▸ **Consignes de l'exercice**:
(A) Recopiez fidèlement le passage du texte fourni compris entre « Veni vidi vici » et « Panafricanistes ? ) », bornes incluses.
(B) Relevez, sans les modifier, toutes les lignes qui contiennent le mot « tank ».

▸ **Texte fourni**:
Opinion de O. Tity Faye

Veni vidi vici – Je suis venu, j'ai vu, j'ai vaincu ? Non ! Croyants, il n'y a de perfection que Dieu. L'homme n'est qu'une tentative de perfection. Le groupe isolé est l'anathème parfait…
En réalité, l'ethnie en tant que module politique d'élection est le rempart contre l'inefficacité du discours politique. Cette dernière est liée à l'absence d'idéologies et d'éducation politique des militants que les leadeurs de parti politique négligent toujours (Démocrate libéral ? Républicain conservateur (des traditions) ? Social Démocrates ? Panafricanistes ? )

▸ **Données à traiter**:

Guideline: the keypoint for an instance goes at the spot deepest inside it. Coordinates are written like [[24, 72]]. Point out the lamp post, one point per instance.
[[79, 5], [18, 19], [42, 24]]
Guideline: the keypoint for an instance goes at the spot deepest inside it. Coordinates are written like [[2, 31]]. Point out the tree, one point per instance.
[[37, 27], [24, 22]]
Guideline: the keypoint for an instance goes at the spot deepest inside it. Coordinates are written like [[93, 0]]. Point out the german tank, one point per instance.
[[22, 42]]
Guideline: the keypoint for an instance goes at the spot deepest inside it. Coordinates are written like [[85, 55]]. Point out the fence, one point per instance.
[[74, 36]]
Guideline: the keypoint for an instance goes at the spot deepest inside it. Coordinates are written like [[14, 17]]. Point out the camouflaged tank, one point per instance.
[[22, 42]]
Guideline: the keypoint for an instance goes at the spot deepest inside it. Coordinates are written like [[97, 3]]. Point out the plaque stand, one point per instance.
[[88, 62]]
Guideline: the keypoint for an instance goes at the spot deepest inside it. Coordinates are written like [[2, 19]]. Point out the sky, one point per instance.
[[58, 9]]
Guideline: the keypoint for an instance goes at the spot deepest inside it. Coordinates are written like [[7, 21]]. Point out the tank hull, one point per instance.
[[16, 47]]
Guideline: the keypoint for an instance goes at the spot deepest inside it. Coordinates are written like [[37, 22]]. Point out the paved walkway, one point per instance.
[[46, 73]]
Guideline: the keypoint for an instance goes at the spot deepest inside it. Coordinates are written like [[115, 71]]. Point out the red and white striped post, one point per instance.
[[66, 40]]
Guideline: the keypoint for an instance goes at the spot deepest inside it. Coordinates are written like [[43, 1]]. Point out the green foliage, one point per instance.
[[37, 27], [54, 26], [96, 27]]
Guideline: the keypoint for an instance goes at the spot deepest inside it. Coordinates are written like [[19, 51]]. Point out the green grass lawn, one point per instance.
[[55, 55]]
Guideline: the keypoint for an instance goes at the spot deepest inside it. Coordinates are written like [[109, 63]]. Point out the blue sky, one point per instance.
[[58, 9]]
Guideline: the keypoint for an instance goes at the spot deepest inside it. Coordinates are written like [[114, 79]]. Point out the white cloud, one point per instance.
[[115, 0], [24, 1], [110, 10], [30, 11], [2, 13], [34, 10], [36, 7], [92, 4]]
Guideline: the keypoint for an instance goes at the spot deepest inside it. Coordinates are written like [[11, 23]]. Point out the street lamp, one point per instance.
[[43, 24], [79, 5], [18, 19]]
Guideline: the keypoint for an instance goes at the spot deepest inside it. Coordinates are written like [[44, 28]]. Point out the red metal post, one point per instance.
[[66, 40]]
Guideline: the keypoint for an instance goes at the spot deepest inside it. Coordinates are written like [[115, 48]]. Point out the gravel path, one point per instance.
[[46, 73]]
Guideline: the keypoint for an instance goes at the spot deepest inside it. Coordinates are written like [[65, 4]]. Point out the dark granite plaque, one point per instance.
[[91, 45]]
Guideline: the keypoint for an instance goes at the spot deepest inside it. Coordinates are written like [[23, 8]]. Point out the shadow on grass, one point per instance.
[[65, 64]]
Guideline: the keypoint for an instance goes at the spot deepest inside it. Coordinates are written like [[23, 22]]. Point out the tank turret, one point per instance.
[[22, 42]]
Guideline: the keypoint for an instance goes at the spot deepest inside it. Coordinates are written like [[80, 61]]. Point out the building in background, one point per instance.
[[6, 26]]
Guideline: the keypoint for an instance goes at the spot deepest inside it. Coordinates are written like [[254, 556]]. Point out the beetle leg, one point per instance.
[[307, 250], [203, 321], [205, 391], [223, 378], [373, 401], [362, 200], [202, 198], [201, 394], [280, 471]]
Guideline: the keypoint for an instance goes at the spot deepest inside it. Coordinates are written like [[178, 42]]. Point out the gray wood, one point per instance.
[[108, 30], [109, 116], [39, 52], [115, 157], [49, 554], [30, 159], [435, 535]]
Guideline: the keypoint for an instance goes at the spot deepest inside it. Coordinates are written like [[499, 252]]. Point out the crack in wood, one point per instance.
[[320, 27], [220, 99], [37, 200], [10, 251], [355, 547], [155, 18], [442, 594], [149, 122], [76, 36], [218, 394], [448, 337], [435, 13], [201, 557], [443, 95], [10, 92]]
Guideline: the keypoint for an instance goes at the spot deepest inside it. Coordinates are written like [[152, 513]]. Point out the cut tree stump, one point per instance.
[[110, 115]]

▸ **Réponses attendues**:
(A)
Veni vidi vici – Je suis venu, j'ai vu, j'ai vaincu ? Non ! Croyants, il n'y a de perfection que Dieu. L'homme n'est qu'une tentative de perfection. Le groupe isolé est l'anathème parfait…
En réalité, l'ethnie en tant que module politique d'élection est le rempart contre l'inefficacité du discours politique. Cette dernière est liée à l'absence d'idéologies et d'éducation politique des militants que les leadeurs de parti politique négligent toujours (Démocrate libéral ? Républicain conservateur (des traditions) ? Social Démocrates ? Panafricanistes ? )

(B)
Guideline: the keypoint for an instance goes at the spot deepest inside it. Coordinates are written like [[93, 0]]. Point out the german tank, one point per instance.
Guideline: the keypoint for an instance goes at the spot deepest inside it. Coordinates are written like [[14, 17]]. Point out the camouflaged tank, one point per instance.
Guideline: the keypoint for an instance goes at the spot deepest inside it. Coordinates are written like [[7, 21]]. Point out the tank hull, one point per instance.
Guideline: the keypoint for an instance goes at the spot deepest inside it. Coordinates are written like [[23, 22]]. Point out the tank turret, one point per instance.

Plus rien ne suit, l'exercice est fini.